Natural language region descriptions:
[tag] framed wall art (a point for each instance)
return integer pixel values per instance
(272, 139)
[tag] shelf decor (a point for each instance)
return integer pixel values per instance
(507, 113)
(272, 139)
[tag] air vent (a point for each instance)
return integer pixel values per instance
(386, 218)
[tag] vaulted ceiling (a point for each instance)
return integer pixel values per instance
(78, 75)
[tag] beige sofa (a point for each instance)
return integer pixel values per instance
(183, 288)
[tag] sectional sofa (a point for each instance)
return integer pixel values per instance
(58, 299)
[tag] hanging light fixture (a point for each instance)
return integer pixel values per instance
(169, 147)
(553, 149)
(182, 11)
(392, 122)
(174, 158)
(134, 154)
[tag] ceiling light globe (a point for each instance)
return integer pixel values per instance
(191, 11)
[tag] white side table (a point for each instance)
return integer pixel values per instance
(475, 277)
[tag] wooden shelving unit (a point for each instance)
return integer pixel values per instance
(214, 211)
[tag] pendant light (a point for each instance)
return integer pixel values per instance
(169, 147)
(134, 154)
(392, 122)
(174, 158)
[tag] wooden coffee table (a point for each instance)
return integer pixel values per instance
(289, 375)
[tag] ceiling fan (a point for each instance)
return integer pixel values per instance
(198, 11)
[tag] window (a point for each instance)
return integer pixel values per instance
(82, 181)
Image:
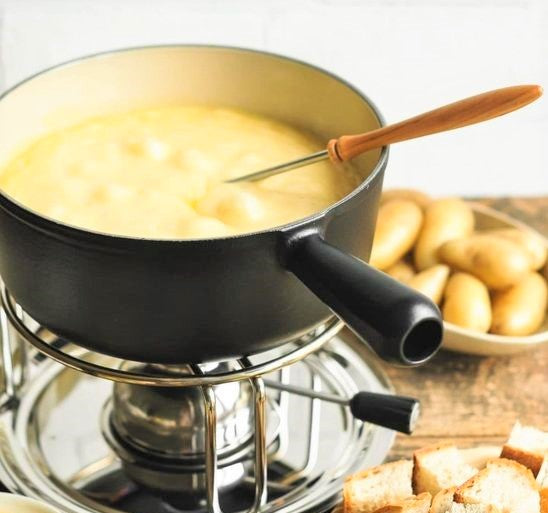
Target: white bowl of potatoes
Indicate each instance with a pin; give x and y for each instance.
(486, 271)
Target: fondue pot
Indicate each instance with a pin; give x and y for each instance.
(191, 301)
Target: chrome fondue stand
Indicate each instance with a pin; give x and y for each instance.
(184, 438)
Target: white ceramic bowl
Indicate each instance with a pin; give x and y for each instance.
(10, 503)
(467, 341)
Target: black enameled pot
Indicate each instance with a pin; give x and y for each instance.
(174, 301)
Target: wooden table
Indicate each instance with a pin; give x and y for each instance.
(475, 400)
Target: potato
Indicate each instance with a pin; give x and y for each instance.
(520, 310)
(418, 197)
(497, 262)
(467, 303)
(530, 241)
(398, 225)
(431, 282)
(401, 271)
(444, 220)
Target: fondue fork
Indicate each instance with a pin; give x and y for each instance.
(391, 411)
(469, 111)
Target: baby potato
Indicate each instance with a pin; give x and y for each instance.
(497, 262)
(401, 271)
(467, 303)
(444, 220)
(418, 197)
(398, 224)
(431, 282)
(520, 310)
(532, 243)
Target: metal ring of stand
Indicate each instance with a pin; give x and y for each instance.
(248, 371)
(245, 369)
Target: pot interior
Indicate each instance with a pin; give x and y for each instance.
(265, 84)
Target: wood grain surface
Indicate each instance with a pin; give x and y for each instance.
(475, 400)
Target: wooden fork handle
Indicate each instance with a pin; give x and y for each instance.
(455, 115)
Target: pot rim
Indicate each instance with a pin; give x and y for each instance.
(60, 229)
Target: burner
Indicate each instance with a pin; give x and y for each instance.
(229, 441)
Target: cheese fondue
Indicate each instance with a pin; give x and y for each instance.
(159, 173)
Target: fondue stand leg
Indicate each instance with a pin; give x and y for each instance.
(210, 407)
(261, 461)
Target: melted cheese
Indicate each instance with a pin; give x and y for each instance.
(159, 173)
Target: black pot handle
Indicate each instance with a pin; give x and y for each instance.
(401, 325)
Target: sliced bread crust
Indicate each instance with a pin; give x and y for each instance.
(438, 467)
(504, 484)
(373, 488)
(441, 503)
(526, 445)
(415, 504)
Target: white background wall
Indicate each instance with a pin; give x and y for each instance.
(408, 56)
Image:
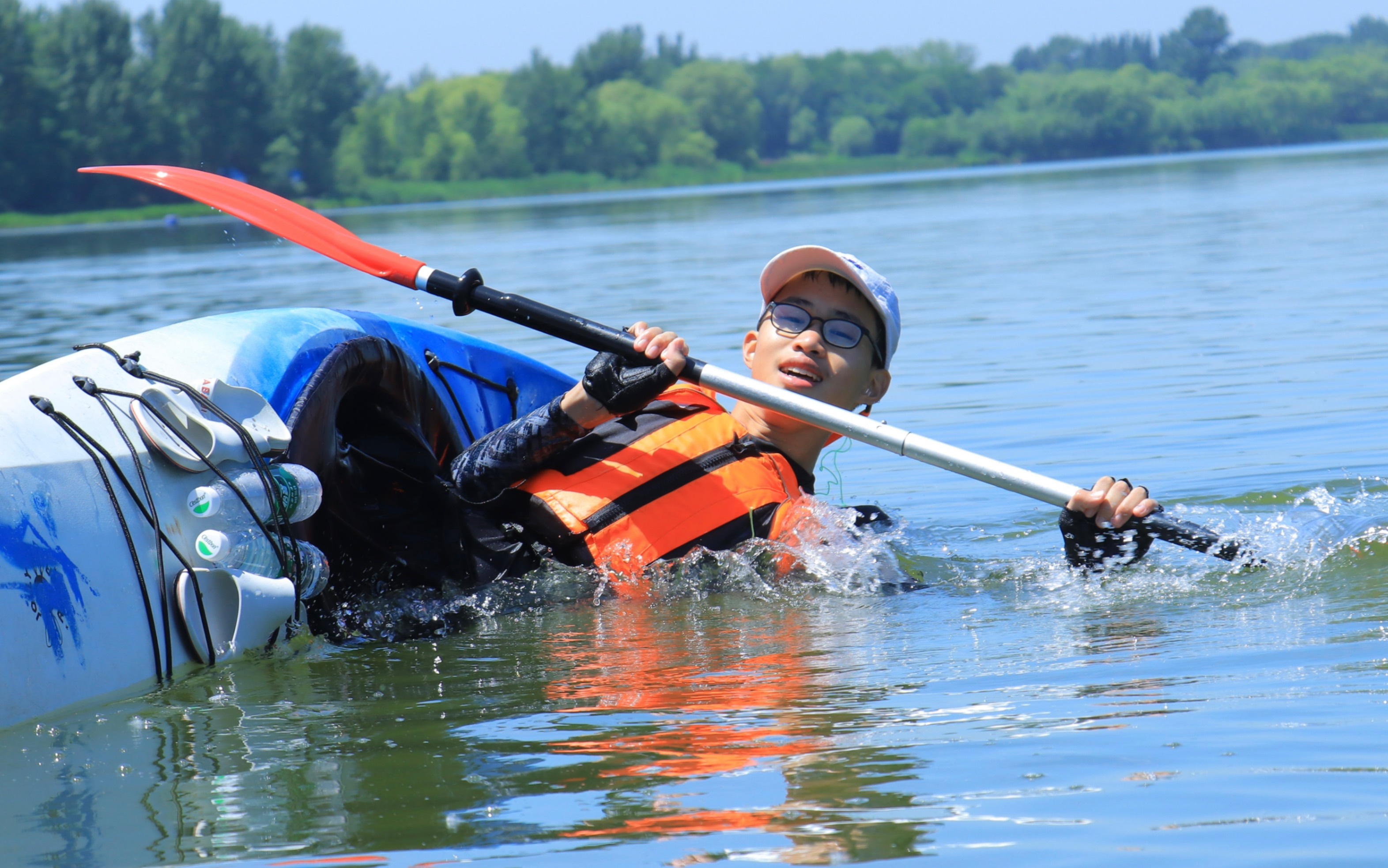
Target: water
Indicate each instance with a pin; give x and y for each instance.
(1211, 329)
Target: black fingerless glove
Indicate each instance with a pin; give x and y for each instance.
(624, 386)
(1094, 548)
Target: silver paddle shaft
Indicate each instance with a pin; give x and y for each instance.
(887, 437)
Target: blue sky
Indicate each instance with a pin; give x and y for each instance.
(400, 37)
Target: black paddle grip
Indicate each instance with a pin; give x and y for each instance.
(468, 294)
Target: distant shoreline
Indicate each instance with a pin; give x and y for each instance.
(725, 181)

• [TASK]:
Pull out the lines above in which the word "bowl" appears.

• [FINAL ANSWER]:
Target: white bowl of potatoes
Target: white ceramic bowl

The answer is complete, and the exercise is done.